WHAT YOU SHOULD DO |
Restate the full listing word for word and leave the pictures out.
===== EXCERPTED DATA =====
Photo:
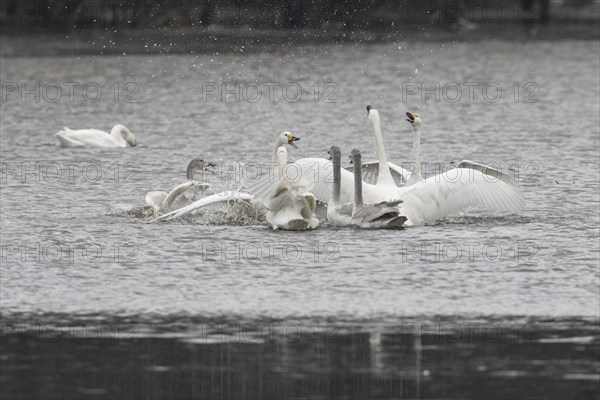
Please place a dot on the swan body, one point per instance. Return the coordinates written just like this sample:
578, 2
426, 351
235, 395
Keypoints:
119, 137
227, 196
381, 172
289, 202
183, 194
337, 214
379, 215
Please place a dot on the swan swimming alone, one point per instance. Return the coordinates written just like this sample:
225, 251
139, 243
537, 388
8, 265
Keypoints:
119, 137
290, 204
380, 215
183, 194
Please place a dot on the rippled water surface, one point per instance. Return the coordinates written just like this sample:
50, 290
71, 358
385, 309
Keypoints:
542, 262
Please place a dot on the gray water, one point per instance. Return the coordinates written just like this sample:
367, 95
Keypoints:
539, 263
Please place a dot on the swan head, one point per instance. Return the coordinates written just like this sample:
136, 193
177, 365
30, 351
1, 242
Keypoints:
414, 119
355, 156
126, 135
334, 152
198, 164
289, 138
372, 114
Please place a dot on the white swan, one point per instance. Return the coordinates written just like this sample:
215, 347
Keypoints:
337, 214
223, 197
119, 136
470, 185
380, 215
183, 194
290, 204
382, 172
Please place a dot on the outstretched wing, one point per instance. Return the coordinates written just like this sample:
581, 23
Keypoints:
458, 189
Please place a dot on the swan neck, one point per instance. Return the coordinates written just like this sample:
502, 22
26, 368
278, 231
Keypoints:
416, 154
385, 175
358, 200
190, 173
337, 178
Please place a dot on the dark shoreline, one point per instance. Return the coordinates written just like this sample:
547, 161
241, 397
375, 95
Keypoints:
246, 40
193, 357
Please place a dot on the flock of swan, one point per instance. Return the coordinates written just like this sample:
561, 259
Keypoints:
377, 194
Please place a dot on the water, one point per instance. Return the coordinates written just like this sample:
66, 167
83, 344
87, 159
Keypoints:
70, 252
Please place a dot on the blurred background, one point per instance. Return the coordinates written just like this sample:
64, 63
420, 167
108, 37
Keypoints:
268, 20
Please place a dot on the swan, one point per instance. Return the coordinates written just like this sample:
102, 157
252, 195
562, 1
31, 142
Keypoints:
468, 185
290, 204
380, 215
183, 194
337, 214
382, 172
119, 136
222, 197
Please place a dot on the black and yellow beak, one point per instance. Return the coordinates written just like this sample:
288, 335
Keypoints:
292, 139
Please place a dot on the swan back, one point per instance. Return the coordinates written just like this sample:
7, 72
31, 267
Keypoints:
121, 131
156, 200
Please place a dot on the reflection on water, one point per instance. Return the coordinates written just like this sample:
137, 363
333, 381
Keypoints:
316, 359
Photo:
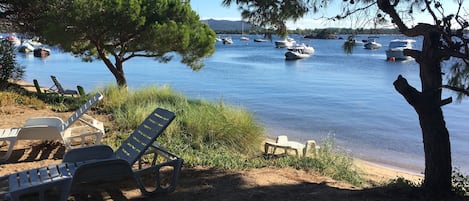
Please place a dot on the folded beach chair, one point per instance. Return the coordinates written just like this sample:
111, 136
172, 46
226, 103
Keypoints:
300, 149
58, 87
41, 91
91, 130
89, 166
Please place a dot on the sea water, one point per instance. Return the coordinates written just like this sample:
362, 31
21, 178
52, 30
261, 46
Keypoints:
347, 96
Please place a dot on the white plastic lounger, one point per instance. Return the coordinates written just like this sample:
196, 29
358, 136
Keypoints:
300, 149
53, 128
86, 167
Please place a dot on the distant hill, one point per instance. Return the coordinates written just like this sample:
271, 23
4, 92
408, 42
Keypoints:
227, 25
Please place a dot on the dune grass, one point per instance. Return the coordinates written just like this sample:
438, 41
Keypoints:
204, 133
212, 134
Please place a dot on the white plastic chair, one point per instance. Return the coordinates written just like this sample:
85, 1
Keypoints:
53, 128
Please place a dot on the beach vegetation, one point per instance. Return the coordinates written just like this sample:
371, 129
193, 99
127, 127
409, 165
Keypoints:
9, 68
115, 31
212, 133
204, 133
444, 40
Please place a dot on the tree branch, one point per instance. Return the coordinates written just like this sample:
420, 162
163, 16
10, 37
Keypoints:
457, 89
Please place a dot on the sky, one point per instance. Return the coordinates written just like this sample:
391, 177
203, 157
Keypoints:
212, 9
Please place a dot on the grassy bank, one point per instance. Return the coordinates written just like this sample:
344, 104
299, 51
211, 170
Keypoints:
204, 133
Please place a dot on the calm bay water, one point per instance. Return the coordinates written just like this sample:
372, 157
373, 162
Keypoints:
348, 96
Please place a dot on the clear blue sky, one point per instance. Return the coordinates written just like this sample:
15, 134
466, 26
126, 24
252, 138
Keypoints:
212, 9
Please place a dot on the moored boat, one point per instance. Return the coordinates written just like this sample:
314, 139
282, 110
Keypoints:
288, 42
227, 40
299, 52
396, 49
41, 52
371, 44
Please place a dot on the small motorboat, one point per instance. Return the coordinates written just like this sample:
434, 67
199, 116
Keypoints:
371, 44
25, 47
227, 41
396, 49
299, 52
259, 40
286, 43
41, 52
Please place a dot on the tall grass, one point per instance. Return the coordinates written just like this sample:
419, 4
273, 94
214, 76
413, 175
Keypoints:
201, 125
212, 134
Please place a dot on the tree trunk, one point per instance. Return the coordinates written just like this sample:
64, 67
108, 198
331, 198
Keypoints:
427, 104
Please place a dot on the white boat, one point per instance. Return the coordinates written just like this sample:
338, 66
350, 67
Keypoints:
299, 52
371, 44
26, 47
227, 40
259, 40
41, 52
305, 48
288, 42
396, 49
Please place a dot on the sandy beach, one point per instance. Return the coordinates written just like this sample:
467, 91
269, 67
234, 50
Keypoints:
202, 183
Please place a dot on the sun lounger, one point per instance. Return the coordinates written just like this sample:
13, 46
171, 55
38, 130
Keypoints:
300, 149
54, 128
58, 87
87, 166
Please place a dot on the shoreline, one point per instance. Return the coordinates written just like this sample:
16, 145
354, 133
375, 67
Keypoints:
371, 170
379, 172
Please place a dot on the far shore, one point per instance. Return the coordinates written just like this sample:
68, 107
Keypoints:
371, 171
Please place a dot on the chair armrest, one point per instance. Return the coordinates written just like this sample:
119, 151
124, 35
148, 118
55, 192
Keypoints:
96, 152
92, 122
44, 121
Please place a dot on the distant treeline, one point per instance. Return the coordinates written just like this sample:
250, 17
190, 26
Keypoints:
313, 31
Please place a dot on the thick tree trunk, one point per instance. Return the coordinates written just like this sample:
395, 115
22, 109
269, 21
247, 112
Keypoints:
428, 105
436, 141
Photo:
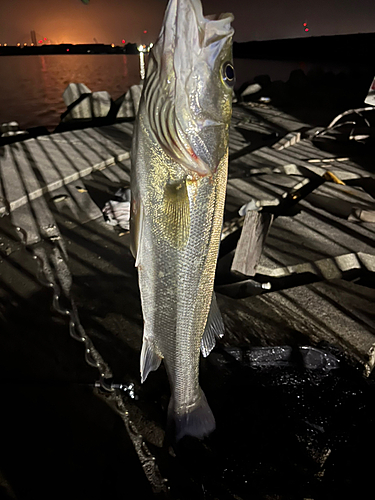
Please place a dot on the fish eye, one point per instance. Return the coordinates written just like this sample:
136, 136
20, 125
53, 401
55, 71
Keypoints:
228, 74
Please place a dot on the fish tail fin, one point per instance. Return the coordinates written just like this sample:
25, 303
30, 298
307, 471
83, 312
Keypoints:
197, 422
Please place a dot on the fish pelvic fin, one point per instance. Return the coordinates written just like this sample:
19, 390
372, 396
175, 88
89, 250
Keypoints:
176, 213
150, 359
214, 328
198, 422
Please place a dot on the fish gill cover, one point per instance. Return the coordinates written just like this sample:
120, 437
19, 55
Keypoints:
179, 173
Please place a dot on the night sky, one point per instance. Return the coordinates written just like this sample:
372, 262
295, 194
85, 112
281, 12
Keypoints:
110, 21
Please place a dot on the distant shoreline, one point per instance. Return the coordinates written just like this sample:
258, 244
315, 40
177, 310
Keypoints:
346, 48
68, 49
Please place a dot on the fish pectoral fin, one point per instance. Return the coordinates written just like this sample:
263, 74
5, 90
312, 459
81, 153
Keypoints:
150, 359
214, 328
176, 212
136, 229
=====
EXERCISE ANSWER |
Photo:
Please place a dot on the swan body, one point per instance. Return the coordinates written just like this sample:
578, 2
426, 351
235, 395
Keypoints:
119, 137
227, 196
381, 172
289, 202
183, 194
337, 214
379, 215
Please place a dot on the swan swimming alone, one point per instance. Return the coordinates written just like this sample:
225, 251
139, 243
537, 388
8, 265
Keypoints:
119, 137
290, 204
380, 215
183, 194
Please place a dot on the rippled water surface, one point per instance. Return the coordinates written just like this sample:
50, 290
71, 358
385, 309
Keypoints:
542, 262
Please place a dot on the gray water, one point per instance. Return the coordinates written just like this sample:
367, 95
Keypoints:
539, 263
Please place a dot on the swan head, one point per instance. Return the coordinates written just like this sample:
136, 193
177, 365
30, 351
1, 242
Keypoints:
414, 119
355, 156
126, 135
334, 152
198, 164
289, 138
372, 114
Please place a dot on the white swan, one point per instance. Return the coordinates written just like this sample:
215, 347
Keypoints:
337, 214
223, 197
119, 136
470, 185
380, 215
183, 194
290, 204
382, 172
Please place a dot on the outstretched wing, one point per instance. Return the coordinates written just like this sample:
581, 23
Keypoints:
458, 189
Please place a dot on the swan neck, one point per instance. Return the coordinates written just like this sample:
502, 22
26, 368
278, 231
Keypoints:
416, 154
385, 175
358, 200
190, 173
337, 178
Please place a dot on the dark shoreline, one point per instance. Return the coordinates written just like this sample:
547, 161
241, 397
375, 95
Keypoints:
246, 40
193, 357
Please place a dot on the flock of swan, one point per instance. Return the coordinates written just like this sample:
561, 259
Keypoints:
377, 194
Please place a dot on the water, one point per instance. Return the coordinates written just like this sample:
66, 167
83, 344
87, 159
Keypoints:
70, 252
Please place a dot on the blurred background, one point per instance. Return the coordinates written just like this sample:
64, 63
420, 167
108, 37
Keypoints:
268, 20
Please place a dot on the swan, one point per instance. Return the coordinates written just like this sample:
102, 157
252, 195
562, 1
31, 142
Keypoints:
468, 185
290, 204
380, 215
183, 194
337, 214
382, 172
119, 136
222, 197
Please place a dot on the black and yellow beak, one point per instance. Return the coordinates written just like this sample:
288, 335
Keypoints:
292, 139
Please place a dot on the swan back, one point per instance. Return the coordinates written just like this sample:
7, 72
31, 267
Keypoints:
121, 131
156, 200
Please place a dot on the reflection on water, one point per instance. Return the coordinates written just like this sample:
137, 363
333, 381
Keypoints:
316, 359
Photo:
Please place a dot on the folded beach chair, one point per instance. Return the coordinates written just like this sample:
111, 136
172, 46
226, 103
Keypoints:
300, 149
58, 87
41, 91
91, 130
89, 166
Please place a dot on the sea water, one point per instance. Return the coordinates written just like this sample:
362, 31
21, 178
52, 30
261, 46
Keypoints:
347, 96
Please place a dot on the white plastic lounger, one point per instance. Return the coordinates written just like this sample:
196, 29
358, 136
Keypoints:
300, 149
53, 128
86, 167
Please place a dot on the distant hill, one point per instance. Return the coordinates written just like this sample:
271, 23
4, 92
408, 42
Keypoints:
227, 25
Please place a dot on the dune grass, one point per instance. Return the coordinates written just like this sample:
438, 41
Keypoints:
204, 133
212, 134
Please place a dot on the white plastic chair, one point per instance. Return the coordinates written just like this sample:
85, 1
Keypoints:
53, 128
Please place a dot on the beach vegetation, one point per instance. Return the coordinates written just like this sample:
371, 129
193, 99
127, 127
409, 165
Keypoints:
9, 68
115, 31
212, 133
204, 133
444, 40
Please place a dot on the tree branch, one point per instance. Return the coordinates written just like this sample:
420, 162
163, 16
10, 37
Keypoints:
457, 89
Please place a dot on the sky, one point per instance. Return the coordinates written just like this sample:
391, 177
203, 157
Keypoints:
212, 9
Please place a dot on the grassy bank, one point per instance. Return the coordinates written just like this sample:
344, 104
299, 51
211, 170
Keypoints:
204, 133
Please place a dot on the calm bay water, one point per instance. Return the coordinates written just like this sample:
372, 157
373, 162
Keypoints:
348, 96
Please place a dot on the clear blue sky, one point per instance. Return the coordinates written just like this sample:
15, 134
466, 26
126, 24
252, 138
Keypoints:
212, 9
Please place a dot on the moored boat, one point per instance. Return the coordinates written just like this sample:
314, 139
282, 110
Keypoints:
288, 42
227, 40
299, 52
396, 49
41, 52
371, 44
Please place a dot on the small motorboat, one point per instance. Return the coordinates written just like this sample:
434, 67
199, 116
Keypoints:
371, 44
25, 47
227, 41
396, 49
299, 52
259, 40
286, 43
41, 52
Please place a dot on the tall grass, one point per instance. Return the coordinates written just like this sample:
419, 4
273, 94
214, 76
413, 175
Keypoints:
201, 125
212, 134
Please place a dot on the tree trunk, one point per instance. Return the coordinates written just like this sample:
64, 67
108, 198
331, 198
Keypoints:
427, 104
Please place a dot on the white boat, one point per instance. Return the coordinates written just like this sample:
338, 66
350, 67
Keypoints:
299, 52
371, 44
26, 47
227, 40
259, 40
41, 52
305, 48
288, 42
396, 49
Please place a dot on the sandy beach, one point per instance. Return the coordinates written just like this sample:
467, 91
269, 67
234, 50
Keypoints:
202, 183
Please place a dot on the sun lounger, one point per instance. Return the coordinates written just like this sample:
13, 46
171, 55
38, 130
Keypoints:
300, 149
54, 128
58, 87
87, 166
Please place a dot on the shoreline, one point per instance. Return the coordinates written just like this sample:
16, 145
354, 133
375, 67
Keypoints:
371, 170
379, 172
Please place a dot on the far shore, one point per instance. Return the coordinates written just like this sample:
68, 107
Keypoints:
371, 171
Please place a dot on the chair armrest, one point per instance. Return the coordinates written just like this sample:
119, 151
124, 35
148, 118
55, 192
Keypoints:
96, 152
92, 122
44, 121
Please place a dot on the distant treeline, one point per instance. Return the coordinates written just like this sample:
250, 17
190, 26
Keypoints:
313, 31
Please place a dot on the thick tree trunk, one point per instance. Return the coordinates written just like this sample:
395, 115
22, 109
269, 21
247, 112
Keypoints:
428, 105
436, 141
Photo:
Please place a dot on the fish eye, one point per instance. Return the coordinates written just like this sample:
136, 136
20, 125
53, 401
55, 71
Keypoints:
228, 74
Please place a dot on the fish tail fin, one point per instance. Return the coordinates written just like this sample:
25, 303
30, 298
307, 471
83, 312
Keypoints:
197, 422
Please place a dot on the fish pelvic fin, one point per instance. Return the coordinates written just like this sample:
19, 390
372, 396
175, 88
89, 250
Keypoints:
176, 213
150, 359
214, 328
198, 422
Please place a dot on the fish gill cover, one point per instance. Return the coordinates written just like this sample:
120, 437
19, 55
Keypoints:
179, 173
Please place a dot on the night sky, one point per instance. Return the coordinates written just like this sample:
372, 262
295, 194
85, 112
281, 12
Keypoints:
110, 21
Please place a dot on the distant shoreline, one point per instance. Return the coordinates written just like this sample:
258, 244
315, 40
177, 310
Keypoints:
346, 48
68, 49
Please place a dot on the fish pectoral fin, one point per instance. Return the coordinates written just like this sample:
263, 74
5, 90
312, 459
81, 153
Keypoints:
150, 359
214, 328
176, 212
136, 229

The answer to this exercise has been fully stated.